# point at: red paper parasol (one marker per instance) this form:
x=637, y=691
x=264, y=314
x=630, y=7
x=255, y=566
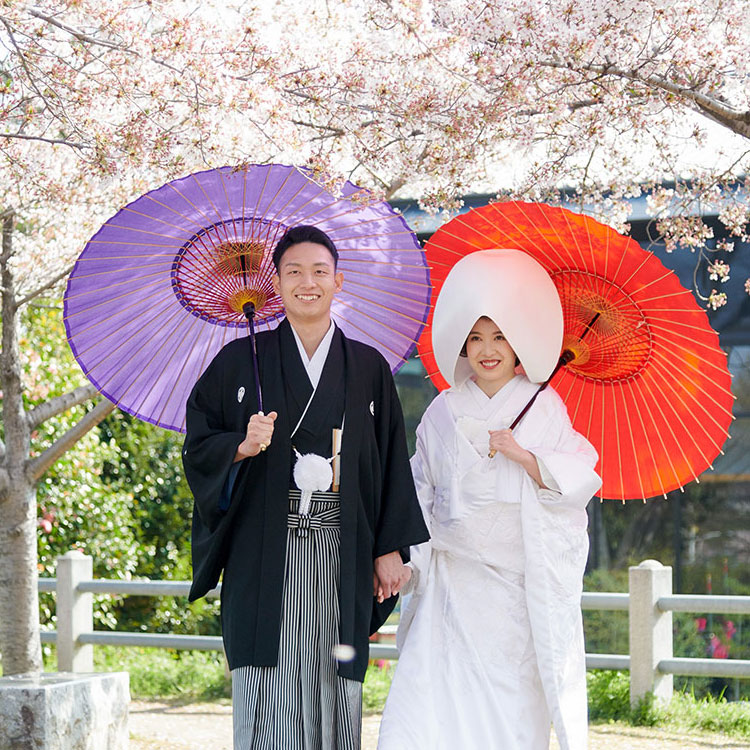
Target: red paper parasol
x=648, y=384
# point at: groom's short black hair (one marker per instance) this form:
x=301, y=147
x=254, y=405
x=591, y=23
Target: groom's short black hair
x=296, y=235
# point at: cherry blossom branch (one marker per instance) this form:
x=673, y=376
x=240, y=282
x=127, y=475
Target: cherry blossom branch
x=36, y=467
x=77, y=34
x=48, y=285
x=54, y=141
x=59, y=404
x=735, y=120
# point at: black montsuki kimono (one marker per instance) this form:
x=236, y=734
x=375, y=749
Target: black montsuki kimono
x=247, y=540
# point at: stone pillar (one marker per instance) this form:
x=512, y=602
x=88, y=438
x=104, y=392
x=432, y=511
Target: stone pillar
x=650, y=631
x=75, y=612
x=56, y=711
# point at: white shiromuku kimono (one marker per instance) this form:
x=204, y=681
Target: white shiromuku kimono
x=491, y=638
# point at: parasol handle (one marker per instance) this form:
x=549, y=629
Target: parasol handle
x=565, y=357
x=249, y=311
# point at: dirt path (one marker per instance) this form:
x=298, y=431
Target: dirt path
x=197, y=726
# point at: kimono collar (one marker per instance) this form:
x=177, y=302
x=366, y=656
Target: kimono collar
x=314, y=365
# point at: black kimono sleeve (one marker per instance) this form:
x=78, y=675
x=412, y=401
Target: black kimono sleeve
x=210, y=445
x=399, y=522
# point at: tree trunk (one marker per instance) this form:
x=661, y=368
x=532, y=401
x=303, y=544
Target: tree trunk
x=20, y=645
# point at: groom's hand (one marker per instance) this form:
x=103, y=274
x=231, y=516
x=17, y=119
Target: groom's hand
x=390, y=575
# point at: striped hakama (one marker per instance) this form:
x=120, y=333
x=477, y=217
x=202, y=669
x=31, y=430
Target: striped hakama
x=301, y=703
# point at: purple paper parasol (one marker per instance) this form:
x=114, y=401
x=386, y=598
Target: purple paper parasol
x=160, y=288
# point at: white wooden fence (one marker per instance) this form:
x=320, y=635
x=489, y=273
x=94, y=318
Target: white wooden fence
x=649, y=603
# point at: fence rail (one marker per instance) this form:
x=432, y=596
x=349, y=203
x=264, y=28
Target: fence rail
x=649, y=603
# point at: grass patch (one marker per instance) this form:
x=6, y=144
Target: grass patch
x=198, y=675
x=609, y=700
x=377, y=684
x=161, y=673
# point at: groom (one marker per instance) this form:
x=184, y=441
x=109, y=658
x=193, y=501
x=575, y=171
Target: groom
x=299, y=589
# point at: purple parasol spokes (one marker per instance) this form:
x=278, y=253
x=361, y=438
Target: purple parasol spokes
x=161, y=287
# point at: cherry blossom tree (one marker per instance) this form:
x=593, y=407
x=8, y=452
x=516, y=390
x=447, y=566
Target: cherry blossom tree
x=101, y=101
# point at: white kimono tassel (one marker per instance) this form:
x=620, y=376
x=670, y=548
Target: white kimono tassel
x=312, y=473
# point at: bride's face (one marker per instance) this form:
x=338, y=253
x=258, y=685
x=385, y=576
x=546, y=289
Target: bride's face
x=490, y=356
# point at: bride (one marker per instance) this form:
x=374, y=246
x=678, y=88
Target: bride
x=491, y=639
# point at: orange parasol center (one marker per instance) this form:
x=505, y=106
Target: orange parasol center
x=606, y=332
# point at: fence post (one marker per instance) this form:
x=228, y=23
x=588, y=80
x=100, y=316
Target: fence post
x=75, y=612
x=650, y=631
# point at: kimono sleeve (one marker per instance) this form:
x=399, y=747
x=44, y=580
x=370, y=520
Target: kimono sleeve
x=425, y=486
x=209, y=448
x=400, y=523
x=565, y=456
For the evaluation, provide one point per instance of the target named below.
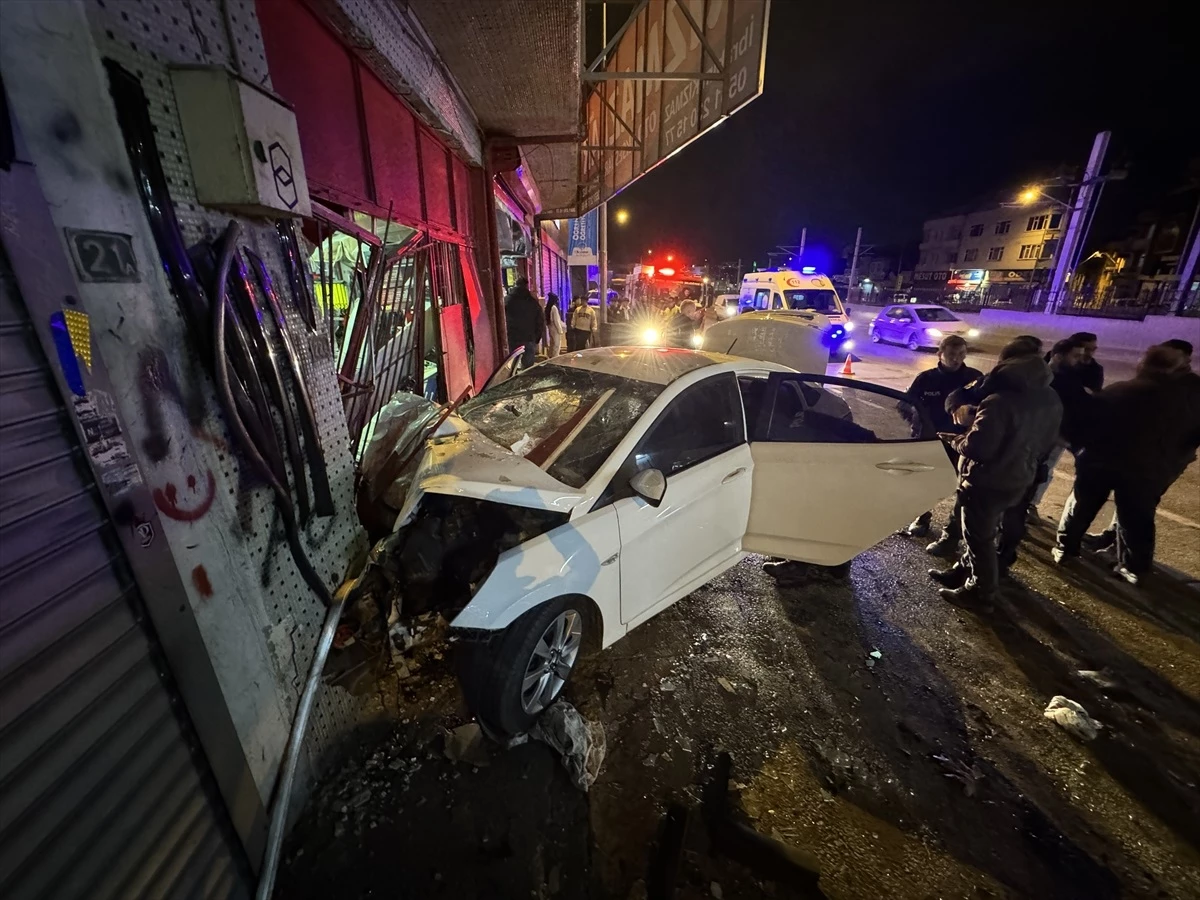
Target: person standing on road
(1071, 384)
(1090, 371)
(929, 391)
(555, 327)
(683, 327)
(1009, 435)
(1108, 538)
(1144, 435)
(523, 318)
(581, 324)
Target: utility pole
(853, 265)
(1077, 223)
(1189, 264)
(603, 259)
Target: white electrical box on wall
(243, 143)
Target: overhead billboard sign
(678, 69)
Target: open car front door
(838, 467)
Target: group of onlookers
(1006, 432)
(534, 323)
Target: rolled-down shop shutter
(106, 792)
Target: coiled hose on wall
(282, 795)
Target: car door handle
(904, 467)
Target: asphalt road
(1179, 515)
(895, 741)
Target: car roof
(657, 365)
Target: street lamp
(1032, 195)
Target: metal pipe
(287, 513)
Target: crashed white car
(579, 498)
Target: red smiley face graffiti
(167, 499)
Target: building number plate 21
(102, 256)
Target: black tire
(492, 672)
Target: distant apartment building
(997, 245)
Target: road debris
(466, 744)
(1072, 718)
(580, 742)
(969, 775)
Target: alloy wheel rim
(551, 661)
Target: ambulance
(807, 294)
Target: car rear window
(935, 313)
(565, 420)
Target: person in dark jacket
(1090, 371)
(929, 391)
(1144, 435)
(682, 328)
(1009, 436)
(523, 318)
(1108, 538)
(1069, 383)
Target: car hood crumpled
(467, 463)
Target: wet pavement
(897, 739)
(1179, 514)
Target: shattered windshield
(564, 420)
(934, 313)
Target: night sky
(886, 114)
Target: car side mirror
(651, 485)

***

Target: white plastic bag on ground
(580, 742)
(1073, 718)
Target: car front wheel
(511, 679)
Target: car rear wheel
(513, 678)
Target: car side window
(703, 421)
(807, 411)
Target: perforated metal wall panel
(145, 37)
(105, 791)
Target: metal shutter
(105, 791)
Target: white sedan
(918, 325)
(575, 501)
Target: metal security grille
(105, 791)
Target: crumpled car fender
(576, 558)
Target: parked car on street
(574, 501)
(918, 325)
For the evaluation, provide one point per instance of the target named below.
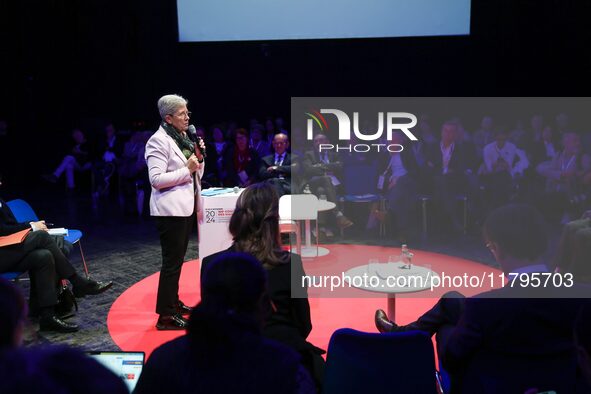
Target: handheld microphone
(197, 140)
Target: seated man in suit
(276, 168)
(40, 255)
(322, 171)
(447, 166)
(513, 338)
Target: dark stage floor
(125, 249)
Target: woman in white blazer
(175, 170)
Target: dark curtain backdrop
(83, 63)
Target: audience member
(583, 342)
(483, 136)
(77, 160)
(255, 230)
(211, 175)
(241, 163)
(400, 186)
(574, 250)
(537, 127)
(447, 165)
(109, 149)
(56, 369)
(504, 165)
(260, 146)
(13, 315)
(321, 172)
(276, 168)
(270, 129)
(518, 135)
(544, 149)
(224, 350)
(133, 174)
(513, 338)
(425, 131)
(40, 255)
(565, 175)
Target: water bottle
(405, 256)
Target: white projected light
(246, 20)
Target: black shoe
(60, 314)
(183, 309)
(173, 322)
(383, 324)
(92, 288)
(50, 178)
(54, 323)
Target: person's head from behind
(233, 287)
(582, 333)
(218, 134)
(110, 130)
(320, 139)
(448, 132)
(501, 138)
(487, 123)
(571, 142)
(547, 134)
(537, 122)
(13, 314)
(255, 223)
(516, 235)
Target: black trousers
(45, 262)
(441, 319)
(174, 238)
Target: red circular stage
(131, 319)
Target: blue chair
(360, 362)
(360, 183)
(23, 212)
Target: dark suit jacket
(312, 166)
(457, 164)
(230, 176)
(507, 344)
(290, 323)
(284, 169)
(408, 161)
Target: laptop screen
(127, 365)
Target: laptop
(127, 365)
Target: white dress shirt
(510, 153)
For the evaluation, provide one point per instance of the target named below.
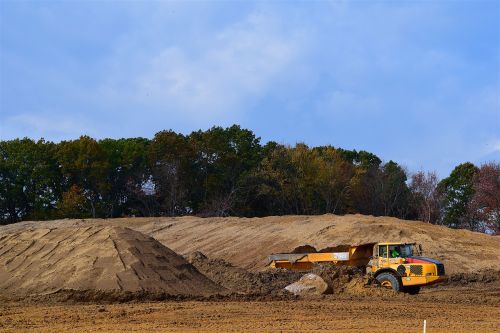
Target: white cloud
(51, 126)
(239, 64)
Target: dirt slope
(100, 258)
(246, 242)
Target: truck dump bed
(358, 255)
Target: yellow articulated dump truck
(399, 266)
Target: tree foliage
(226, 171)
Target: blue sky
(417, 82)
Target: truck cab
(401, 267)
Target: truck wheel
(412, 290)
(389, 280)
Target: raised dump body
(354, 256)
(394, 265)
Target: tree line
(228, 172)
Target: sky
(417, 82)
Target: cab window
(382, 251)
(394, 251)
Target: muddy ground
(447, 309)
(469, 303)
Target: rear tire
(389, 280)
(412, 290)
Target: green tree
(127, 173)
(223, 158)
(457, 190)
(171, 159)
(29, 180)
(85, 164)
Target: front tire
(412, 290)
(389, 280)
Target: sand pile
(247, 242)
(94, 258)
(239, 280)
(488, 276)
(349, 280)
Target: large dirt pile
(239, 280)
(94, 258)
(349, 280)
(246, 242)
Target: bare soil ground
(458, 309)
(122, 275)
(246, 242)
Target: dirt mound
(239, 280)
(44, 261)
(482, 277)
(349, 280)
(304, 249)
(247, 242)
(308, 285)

***

> [Direction]
Please update the listing from the line containing "# point at: dirt" through the line containing "x=399, y=522", changing "kimono collar" to "kimono neckline" and leaving everything else as it is. Return only those lines.

> [The output]
# point at: dirt path (one marker per instance) this form:
x=298, y=431
Target: dirt path
x=197, y=726
# point at: kimono neckline (one marker per instance) this form:
x=177, y=302
x=366, y=656
Target: kimono neckline
x=314, y=365
# point at: black kimono sleeve (one marker per instance) this form:
x=78, y=675
x=412, y=401
Target: black kimono sleeve
x=210, y=445
x=399, y=522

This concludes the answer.